■ Activity ■
The result should be an exact copy of every record, with no pictures kept.

[Data extracted from a collection]
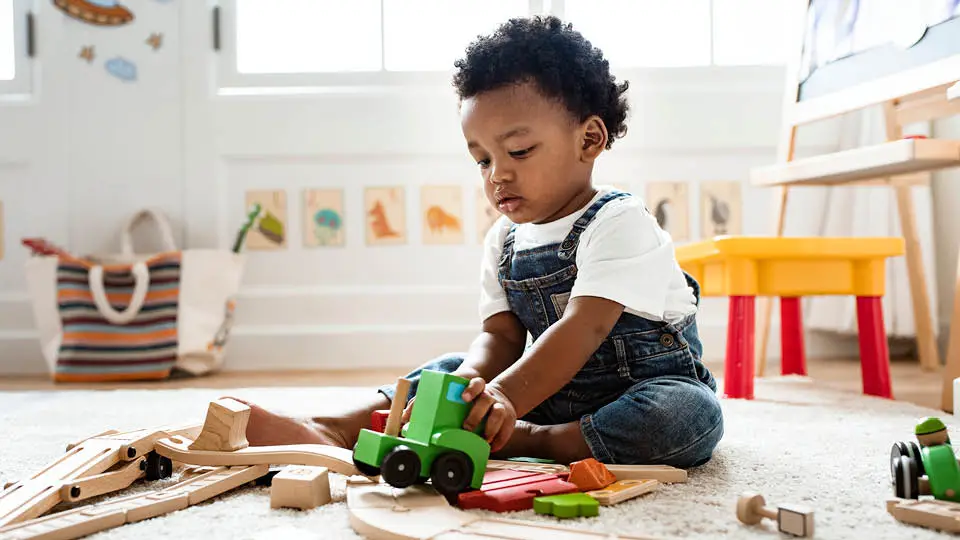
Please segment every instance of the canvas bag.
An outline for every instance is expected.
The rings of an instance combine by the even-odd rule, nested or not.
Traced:
[[[138,254],[132,232],[151,222],[163,251]],[[243,256],[178,250],[153,209],[121,230],[120,253],[35,256],[26,277],[44,359],[56,381],[162,379],[220,369]]]

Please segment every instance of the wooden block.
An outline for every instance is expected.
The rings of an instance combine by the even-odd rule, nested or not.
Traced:
[[[212,401],[200,435],[189,449],[233,452],[246,448],[250,445],[247,442],[249,419],[250,407],[239,401],[229,398]]]
[[[887,512],[901,523],[960,533],[960,503],[936,499],[888,499]]]
[[[794,536],[813,536],[813,510],[797,505],[780,505],[771,508],[763,495],[745,493],[737,500],[737,519],[747,525],[756,525],[763,518],[777,522],[777,530]]]
[[[406,243],[407,213],[402,186],[366,188],[364,213],[368,246]]]
[[[617,481],[603,463],[594,458],[574,461],[570,464],[570,482],[580,488],[580,491],[603,489]]]
[[[495,470],[486,473],[479,490],[461,493],[457,506],[464,510],[482,508],[512,512],[533,508],[534,497],[576,493],[577,485],[555,474]]]
[[[254,203],[261,207],[256,224],[246,238],[248,250],[281,250],[287,248],[287,193],[283,190],[258,190],[246,193],[246,208]]]
[[[588,491],[587,495],[604,506],[610,506],[650,493],[659,485],[656,480],[619,480],[603,489]]]
[[[387,428],[387,418],[389,418],[389,416],[389,409],[373,411],[370,415],[370,429],[377,433],[383,433],[383,430]]]
[[[326,467],[287,467],[273,477],[270,508],[310,510],[330,502]]]
[[[617,480],[657,480],[661,484],[687,481],[687,471],[669,465],[606,465]]]
[[[463,243],[462,191],[461,187],[456,185],[420,188],[424,244]]]
[[[558,518],[593,517],[600,515],[600,503],[584,493],[565,493],[534,498],[533,511]]]

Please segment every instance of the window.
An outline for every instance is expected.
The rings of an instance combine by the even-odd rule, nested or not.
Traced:
[[[618,68],[780,65],[793,47],[786,0],[220,2],[221,87],[448,84],[478,35],[535,13],[573,23]]]
[[[443,74],[477,35],[531,13],[531,0],[222,4],[221,86],[329,83],[330,74],[348,83],[383,80],[385,73]]]
[[[0,0],[0,94],[30,90],[27,6],[30,0]]]

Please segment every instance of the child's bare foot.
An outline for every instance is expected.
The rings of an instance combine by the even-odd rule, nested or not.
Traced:
[[[386,398],[379,396],[342,415],[297,419],[268,411],[242,399],[232,399],[250,407],[250,419],[247,421],[247,442],[250,446],[327,444],[341,448],[353,448],[360,430],[370,427],[372,411],[383,408],[383,402],[386,402]]]
[[[491,457],[536,457],[573,463],[591,456],[590,447],[580,431],[580,422],[540,426],[517,420],[506,446]]]

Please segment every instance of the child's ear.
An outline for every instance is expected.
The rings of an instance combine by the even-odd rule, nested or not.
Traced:
[[[607,146],[607,126],[599,116],[591,116],[581,124],[581,130],[583,136],[580,159],[593,161]]]

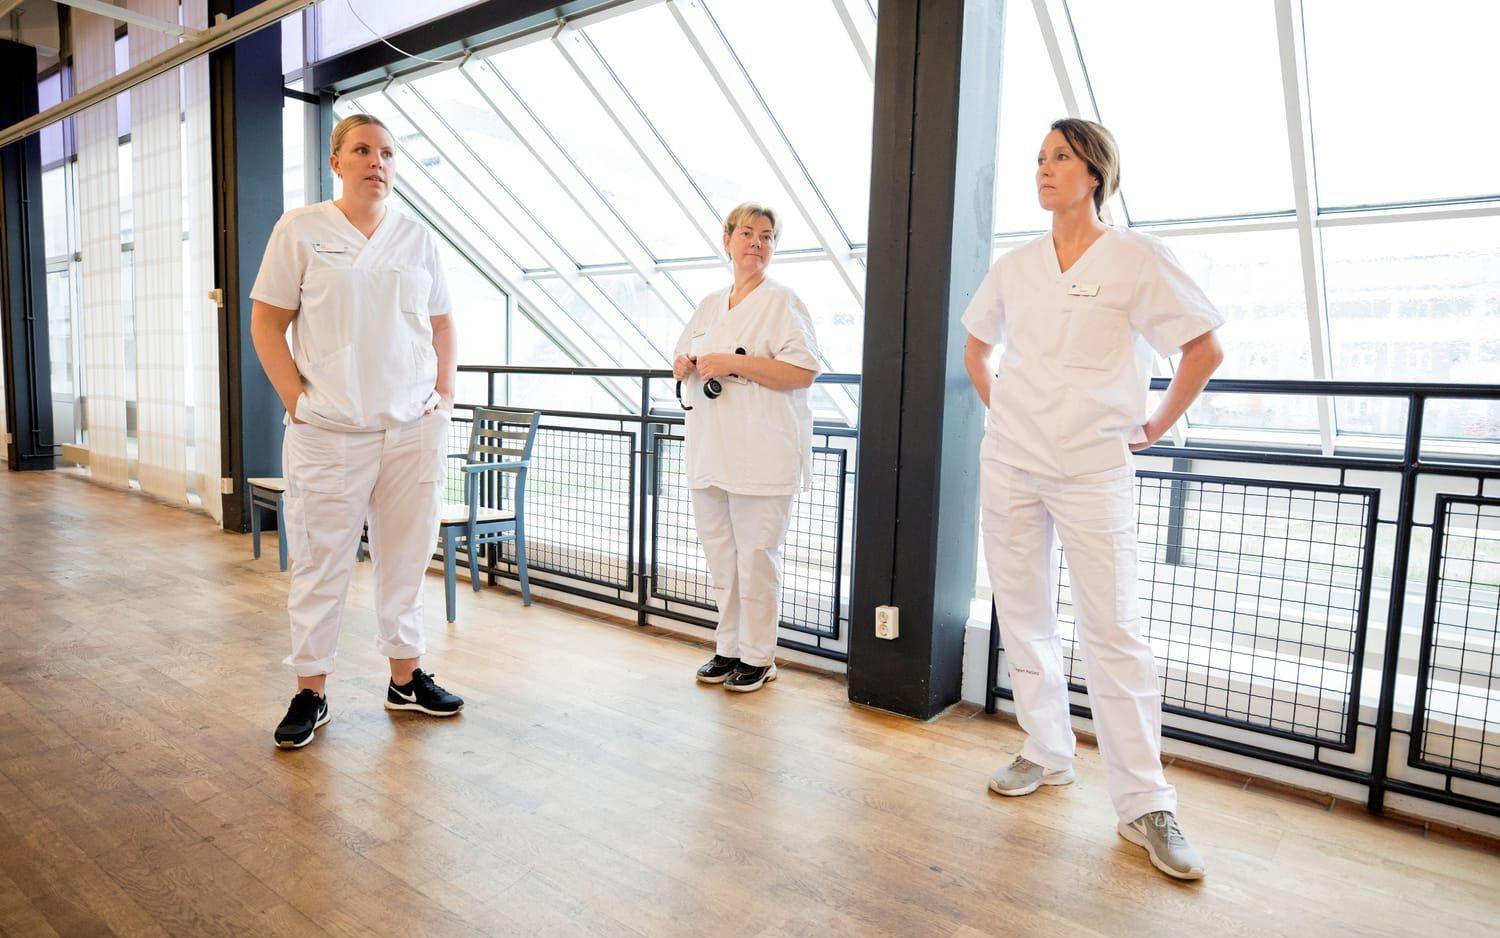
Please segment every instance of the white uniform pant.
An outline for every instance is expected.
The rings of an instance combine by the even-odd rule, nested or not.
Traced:
[[[375,645],[387,658],[416,658],[422,637],[422,585],[437,543],[449,417],[432,413],[394,430],[339,433],[290,424],[282,443],[286,473],[287,611],[300,676],[327,674],[354,552],[366,521],[375,567]]]
[[[718,653],[765,667],[776,660],[781,545],[793,496],[737,495],[712,486],[690,491],[719,607]]]
[[[1048,479],[982,459],[981,523],[1021,755],[1051,770],[1073,761],[1067,669],[1055,615],[1053,532],[1071,581],[1089,706],[1121,821],[1176,811],[1161,766],[1161,691],[1136,596],[1135,471]]]

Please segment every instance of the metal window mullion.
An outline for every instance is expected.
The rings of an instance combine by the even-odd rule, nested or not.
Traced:
[[[1094,89],[1089,85],[1083,50],[1078,44],[1078,34],[1073,29],[1073,18],[1068,14],[1066,0],[1032,0],[1032,6],[1068,116],[1098,121],[1099,103],[1094,100]],[[1100,214],[1106,222],[1118,218],[1123,224],[1130,224],[1123,188],[1104,200],[1104,210]]]
[[[488,62],[470,61],[459,72],[504,121],[511,133],[516,135],[521,145],[546,168],[580,211],[590,219],[611,219],[615,222],[600,225],[600,232],[625,258],[630,269],[646,282],[662,304],[672,312],[677,324],[686,325],[687,320],[681,315],[679,308],[681,294],[658,270],[655,258],[647,252],[645,245],[631,231],[625,219],[615,211],[614,206],[600,195],[598,187],[542,126],[516,90]]]
[[[1385,225],[1392,222],[1449,221],[1460,218],[1494,218],[1500,215],[1500,199],[1464,199],[1451,203],[1371,206],[1368,209],[1320,211],[1315,219],[1319,228],[1347,228],[1357,225]]]
[[[865,38],[864,30],[859,28],[859,22],[855,17],[868,21],[870,8],[863,0],[833,0],[834,12],[838,13],[839,21],[844,24],[844,30],[849,34],[849,41],[854,44],[854,54],[859,56],[859,61],[865,67],[865,71],[873,80],[875,78],[875,50]]]
[[[1308,107],[1307,47],[1302,33],[1302,0],[1276,0],[1276,44],[1281,57],[1281,88],[1286,99],[1287,143],[1292,160],[1292,195],[1297,210],[1297,241],[1302,260],[1302,291],[1307,304],[1307,335],[1314,378],[1333,374],[1329,350],[1328,303],[1323,289],[1323,239],[1318,232],[1318,184]],[[1318,432],[1323,455],[1333,454],[1337,427],[1333,402],[1318,398]]]
[[[552,43],[589,89],[594,100],[599,102],[610,120],[614,121],[620,133],[625,135],[626,141],[645,161],[657,181],[692,222],[694,231],[703,239],[709,251],[716,257],[723,258],[723,223],[712,203],[693,183],[687,170],[662,142],[656,128],[646,120],[640,108],[621,87],[599,50],[594,48],[580,29],[569,25],[560,27],[553,34]]]
[[[563,283],[567,284],[578,295],[578,298],[593,311],[594,315],[599,317],[599,320],[605,323],[620,341],[625,343],[631,353],[638,357],[641,364],[650,364],[661,358],[663,356],[661,350],[657,349],[635,327],[633,321],[630,321],[631,329],[626,331],[619,329],[618,323],[623,317],[614,314],[614,305],[610,303],[609,298],[604,295],[603,291],[593,281],[580,272],[578,265],[574,263],[573,259],[568,256],[568,253],[563,250],[562,245],[546,229],[538,226],[539,230],[545,235],[545,238],[541,241],[533,242],[526,237],[523,228],[515,224],[517,216],[529,214],[520,200],[505,186],[489,165],[479,158],[479,155],[473,151],[469,144],[453,128],[448,126],[448,122],[427,103],[426,99],[415,88],[411,89],[411,91],[412,100],[427,110],[429,120],[420,120],[419,115],[414,114],[411,108],[403,106],[397,96],[384,95],[384,97],[390,102],[392,107],[400,112],[402,117],[405,117],[428,140],[432,141],[438,152],[443,154],[444,159],[453,164],[454,169],[471,181],[478,182],[483,180],[489,183],[487,186],[476,185],[475,189],[485,194],[486,201],[489,202],[496,213],[516,229],[518,235],[527,241],[528,246],[533,251],[541,255],[548,266],[557,272],[558,277]]]
[[[813,236],[823,250],[828,252],[845,286],[863,304],[864,267],[850,253],[849,239],[844,236],[817,186],[777,126],[775,118],[756,94],[754,85],[739,60],[719,35],[718,27],[704,10],[701,0],[667,0],[667,9],[672,12],[677,24],[682,27],[688,44],[698,53],[704,68],[708,69],[714,83],[719,86],[730,110],[739,118],[745,132],[791,197],[792,203],[812,228]]]

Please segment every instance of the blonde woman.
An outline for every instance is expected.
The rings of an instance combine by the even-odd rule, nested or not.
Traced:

■ Solution for this exercise ■
Please segment every instance of the canvas bag.
An outline for every instance is expected.
The rings of an instance combine by the even-odd rule, nested or not.
Traced:
[[[138,254],[132,232],[151,222],[163,251]],[[243,256],[178,250],[153,209],[121,230],[120,253],[35,256],[26,277],[44,359],[56,381],[162,379],[220,369]]]

Please segment every instance of the wooden block.
An outline for every instance is expected.
The rings of an instance combine by the even-odd rule, nested or not.
Traced:
[[[212,401],[200,435],[189,449],[233,452],[246,448],[250,445],[247,442],[249,419],[250,407],[239,401],[229,398]]]
[[[887,512],[901,523],[960,533],[960,503],[936,499],[888,499]]]
[[[794,536],[813,536],[813,510],[797,505],[780,505],[771,508],[763,495],[745,493],[737,500],[737,519],[747,525],[756,525],[763,518],[777,522],[777,530]]]
[[[406,243],[407,213],[402,186],[366,188],[364,213],[368,246]]]
[[[617,481],[603,463],[594,458],[574,461],[570,464],[570,482],[580,488],[580,491],[603,489]]]
[[[495,470],[486,473],[479,490],[461,493],[457,506],[464,510],[482,508],[512,512],[533,508],[534,497],[576,493],[577,485],[555,474]]]
[[[254,203],[261,207],[256,224],[246,238],[248,250],[281,250],[287,248],[287,193],[283,190],[258,190],[246,193],[246,208]]]
[[[588,491],[587,495],[604,506],[610,506],[650,493],[659,485],[656,480],[619,480],[603,489]]]
[[[387,428],[387,418],[389,418],[389,416],[389,409],[373,411],[370,415],[370,429],[377,433],[383,433],[383,430]]]
[[[326,467],[287,467],[273,477],[270,508],[310,510],[330,502]]]
[[[617,480],[657,480],[661,484],[687,481],[687,471],[669,465],[606,465]]]
[[[463,243],[462,191],[461,187],[456,185],[420,188],[424,244]]]
[[[558,518],[593,517],[600,515],[600,503],[584,493],[565,493],[534,498],[533,511]]]

Please segment every instance of the window.
An outline for every instance is expected.
The rings of an instance combine by the even-odd rule, nested or not.
Traced:
[[[618,68],[780,65],[793,47],[786,0],[220,2],[221,87],[448,84],[478,35],[535,13],[573,23]]]
[[[443,74],[477,35],[531,13],[531,0],[222,4],[221,86],[329,83],[330,74],[348,83],[383,80],[385,73]]]
[[[0,0],[0,94],[30,90],[27,6],[30,0]]]

Please segment every instance of the child's bare foot.
An outline for every instance is expected.
The rings of an instance combine by the even-odd rule, nested or not.
Traced:
[[[386,398],[379,396],[342,415],[297,419],[268,411],[242,399],[232,399],[250,407],[250,419],[247,421],[247,442],[250,446],[327,444],[341,448],[353,448],[360,430],[370,427],[372,411],[383,408],[383,402],[386,402]]]
[[[491,457],[536,457],[573,463],[591,456],[590,447],[580,431],[580,422],[540,426],[517,420],[506,446]]]

Please segment every instance of the child's ear.
An outline for every instance is expected.
The rings of an instance combine by the even-odd rule, nested or not.
Traced:
[[[607,146],[607,126],[599,116],[591,116],[581,124],[581,130],[583,136],[580,159],[593,161]]]

Please segment every instance of the white uniform pant.
An outline for every instance is expected.
The rings of an instance combine by the even-odd rule, nested or not.
Traced:
[[[375,645],[387,658],[416,658],[422,637],[422,585],[437,543],[449,417],[432,413],[394,430],[339,433],[290,424],[282,443],[286,473],[287,611],[300,676],[327,674],[354,552],[366,521],[375,567]]]
[[[718,653],[765,667],[776,660],[781,545],[793,496],[737,495],[712,486],[690,491],[719,607]]]
[[[1048,479],[982,459],[981,523],[1021,755],[1051,770],[1073,761],[1067,669],[1055,615],[1053,532],[1071,581],[1089,706],[1121,821],[1176,811],[1161,766],[1161,691],[1136,596],[1135,471]]]

Please segment every instance of the metal window mullion.
An outline for every instance is expected.
The rings of an instance combine by the even-odd rule, nested or not.
Traced:
[[[1094,89],[1089,85],[1083,50],[1078,44],[1078,34],[1073,29],[1073,18],[1068,14],[1066,0],[1032,0],[1032,6],[1068,116],[1098,121],[1099,103],[1094,100]],[[1100,214],[1106,222],[1118,218],[1123,224],[1130,224],[1123,188],[1104,200],[1104,210]]]
[[[488,62],[470,61],[459,72],[504,121],[511,133],[516,135],[521,145],[546,168],[580,211],[590,219],[611,219],[615,222],[600,225],[600,232],[625,258],[630,269],[646,282],[662,304],[672,312],[677,324],[686,325],[687,320],[681,315],[679,308],[681,294],[658,270],[655,258],[647,252],[645,245],[631,231],[625,219],[615,211],[614,206],[600,195],[598,187],[542,126],[516,90]]]
[[[1385,225],[1392,222],[1449,221],[1460,218],[1494,218],[1500,215],[1500,199],[1464,199],[1451,203],[1371,206],[1368,209],[1320,211],[1315,219],[1319,228],[1347,228],[1357,225]]]
[[[865,38],[864,30],[859,28],[859,22],[855,17],[868,21],[870,8],[863,0],[833,0],[834,12],[838,13],[839,21],[844,24],[844,30],[849,34],[849,41],[854,44],[854,54],[859,56],[859,61],[865,67],[865,71],[873,80],[875,78],[875,50]]]
[[[1308,107],[1307,47],[1302,33],[1302,0],[1276,0],[1276,44],[1281,57],[1281,88],[1286,99],[1287,143],[1292,160],[1292,195],[1297,210],[1297,241],[1302,260],[1302,291],[1307,304],[1307,335],[1314,378],[1333,374],[1329,350],[1328,303],[1323,289],[1323,239],[1318,232],[1318,184]],[[1318,432],[1323,455],[1333,454],[1337,427],[1333,402],[1318,398]]]
[[[552,43],[589,89],[594,100],[599,102],[610,120],[614,121],[620,133],[625,135],[626,141],[645,161],[657,181],[692,222],[694,231],[703,239],[709,251],[716,257],[723,258],[723,223],[712,203],[693,183],[687,170],[662,142],[656,128],[646,120],[640,108],[621,87],[599,50],[594,48],[580,29],[569,25],[560,27],[553,34]]]
[[[563,283],[567,284],[578,295],[578,298],[593,311],[594,315],[599,317],[599,320],[605,323],[620,341],[625,343],[631,353],[638,357],[641,364],[650,364],[661,358],[663,356],[661,350],[657,349],[635,327],[633,321],[630,321],[631,329],[626,331],[619,329],[618,323],[623,317],[614,314],[614,305],[610,303],[609,298],[604,295],[603,291],[593,281],[580,272],[578,265],[574,263],[573,259],[568,256],[568,253],[563,250],[562,245],[546,229],[538,226],[539,230],[545,235],[545,238],[541,241],[533,242],[526,237],[523,228],[515,224],[517,216],[529,214],[520,200],[505,186],[489,165],[479,158],[479,155],[473,151],[469,144],[453,128],[448,126],[448,122],[427,103],[426,99],[415,88],[411,89],[411,91],[412,100],[427,110],[429,120],[420,120],[419,115],[414,114],[411,108],[403,106],[397,96],[384,95],[384,97],[390,102],[392,107],[400,112],[402,117],[405,117],[428,140],[432,141],[438,152],[443,154],[444,159],[453,164],[454,169],[471,181],[478,182],[483,180],[489,183],[487,186],[476,185],[475,189],[485,194],[486,201],[489,202],[496,213],[516,229],[518,235],[527,241],[528,246],[533,251],[541,255],[548,266],[557,272],[558,277]]]
[[[813,236],[823,250],[828,252],[845,286],[863,304],[864,267],[850,253],[849,239],[844,236],[817,186],[777,126],[775,118],[756,94],[754,85],[739,60],[719,35],[718,27],[704,10],[701,0],[667,0],[667,9],[672,12],[677,24],[682,27],[688,44],[698,53],[704,68],[708,69],[714,83],[719,86],[730,110],[739,118],[745,132],[791,197],[792,203],[812,228]]]

Please segment every instance of the blonde woman.
An outline for every instance is expected.
The rings of an instance combine by the even-odd rule, nested or not.
Traced:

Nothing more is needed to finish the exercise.